Enrico compirà tre anni il prossimo agosto. È affetto da una grave malattia genetica che lo costringe a letto dalla nascita. Non può parlare né muoversi. Mangia attraverso un macchinario e comunica solamente grazie ai movimenti degli occhi. Ad assisterlo dalla nascita, insieme a mamma Benedetta e papà Mario, c’è il lavoro di Laura Mori, Francesca Rocchetti e Alessia Scurriselva, tre operatrici Osa ormai legatissime al piccolo Enrico e alla sua famiglia.
“È stato il mio primo caso di domiciliare pediatrico – racconta Laura – e posso davvero dire che siamo cresciuti insieme. Ricordo ancora perfettamente il giorno in cui lo abbiamo portato a casa dall’ospedale, fu un’emozione bellissima”. Il lavoro su un caso come quello di Enrico ha coinvolto Laura ben oltre il consueto rapporto professionale, tanto da cambiarla “anche sul piano della mia vita privata”. In particolare il rapporto con mamma Benedetta ha aperto alla giovane operatrice Osa le porte della fede, una dimensione spirituale che lei non aveva ancora sperimentato: “Per me è diventata quasi una vocazione – spiega Laura con la voce rotta dall’emozione – la comprensione del dolore altrui mi ha aiutato a dare un senso ancora più profondo al lavoro che svolgo”.
La storia di Enrico è stata raccontata anche da un servizio del programma di Rai 1 “A sua immagine”, andato in onda venerdì 18 aprile. Il tipo di patologia che ha colpito il piccolo non consente diagnosi certe né terapie stabili, quindi il lavoro dell’operatore si costruisce giorno dopo giorno insieme ai genitori dell’assistito. “Farsi accettare dai genitori e collaborare con loro – ci racconta Alessia Scurriselva – è la cosa più importante in questi casi. È anche la cosa più bella, professionalmente parlando, del lavoro a domicilio. Puoi curare tutti gli aspetti dell’assistenza, non solo quello infermieristico. In casi come questo il supporto umano può assumere un valore determinante”.

● **Materiale estratto**:
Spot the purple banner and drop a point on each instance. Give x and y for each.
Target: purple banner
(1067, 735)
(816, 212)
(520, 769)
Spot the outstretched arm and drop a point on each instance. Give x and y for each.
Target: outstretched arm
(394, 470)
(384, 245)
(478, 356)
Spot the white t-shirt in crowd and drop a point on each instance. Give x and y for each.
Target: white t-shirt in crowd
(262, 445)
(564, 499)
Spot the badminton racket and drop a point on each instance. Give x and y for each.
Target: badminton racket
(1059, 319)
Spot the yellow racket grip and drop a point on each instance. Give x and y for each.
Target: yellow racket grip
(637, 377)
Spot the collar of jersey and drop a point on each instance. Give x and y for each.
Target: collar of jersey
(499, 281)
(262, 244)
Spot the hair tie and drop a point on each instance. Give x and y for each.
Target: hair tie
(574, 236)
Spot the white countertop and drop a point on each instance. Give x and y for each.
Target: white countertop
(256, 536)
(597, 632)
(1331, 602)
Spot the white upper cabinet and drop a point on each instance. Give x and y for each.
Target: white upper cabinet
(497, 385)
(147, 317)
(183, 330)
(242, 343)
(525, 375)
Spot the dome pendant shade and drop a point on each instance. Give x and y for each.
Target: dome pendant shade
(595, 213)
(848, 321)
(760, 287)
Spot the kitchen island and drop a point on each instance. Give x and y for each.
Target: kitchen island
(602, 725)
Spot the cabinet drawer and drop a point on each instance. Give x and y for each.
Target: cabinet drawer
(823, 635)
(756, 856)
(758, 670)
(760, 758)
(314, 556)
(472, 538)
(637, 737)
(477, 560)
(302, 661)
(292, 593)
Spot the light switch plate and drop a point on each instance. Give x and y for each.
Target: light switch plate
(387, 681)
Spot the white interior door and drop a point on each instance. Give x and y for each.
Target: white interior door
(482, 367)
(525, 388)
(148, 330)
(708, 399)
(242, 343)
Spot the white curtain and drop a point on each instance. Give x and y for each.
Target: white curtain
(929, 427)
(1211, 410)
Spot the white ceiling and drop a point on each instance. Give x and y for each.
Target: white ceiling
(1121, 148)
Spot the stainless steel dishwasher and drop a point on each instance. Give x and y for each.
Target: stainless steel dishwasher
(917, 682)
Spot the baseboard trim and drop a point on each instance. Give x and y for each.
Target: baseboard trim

● **Attività 1**: Ricopia fedelmente il passo dell'articolo su Enrico che va da "Enrico compirà tre" fino a "alla sua famiglia.".
● **Attività 2**: Per ciascuna affermazione indica se concorda con l'articolo su Enrico, rispondendo sì o no e riportando alla lettera le parole del testo che lo stabiliscono. (a) Enrico comunica grazie ai movimenti degli occhi. (b) Secondo Alessia Scurriselva, nel lavoro a domicilio si può curare soltanto l'aspetto infermieristico. (c) Il servizio di Rai 1 è andato in onda di lunedì.

● **Risposta attesa 1**:
Enrico compirà tre anni il prossimo agosto. È affetto da una grave malattia genetica che lo costringe a letto dalla nascita. Non può parlare né muoversi. Mangia attraverso un macchinario e comunica solamente grazie ai movimenti degli occhi. Ad assisterlo dalla nascita, insieme a mamma Benedetta e papà Mario, c’è il lavoro di Laura Mori, Francesca Rocchetti e Alessia Scurriselva, tre operatrici Osa ormai legatissime al piccolo Enrico e alla sua famiglia.

● **Risposta attesa 2**:
(a) Sì: "comunica solamente grazie ai movimenti degli occhi".
(b) No: "Puoi curare tutti gli aspetti dell’assistenza, non solo quello infermieristico".
(c) No: "andato in onda venerdì 18 aprile".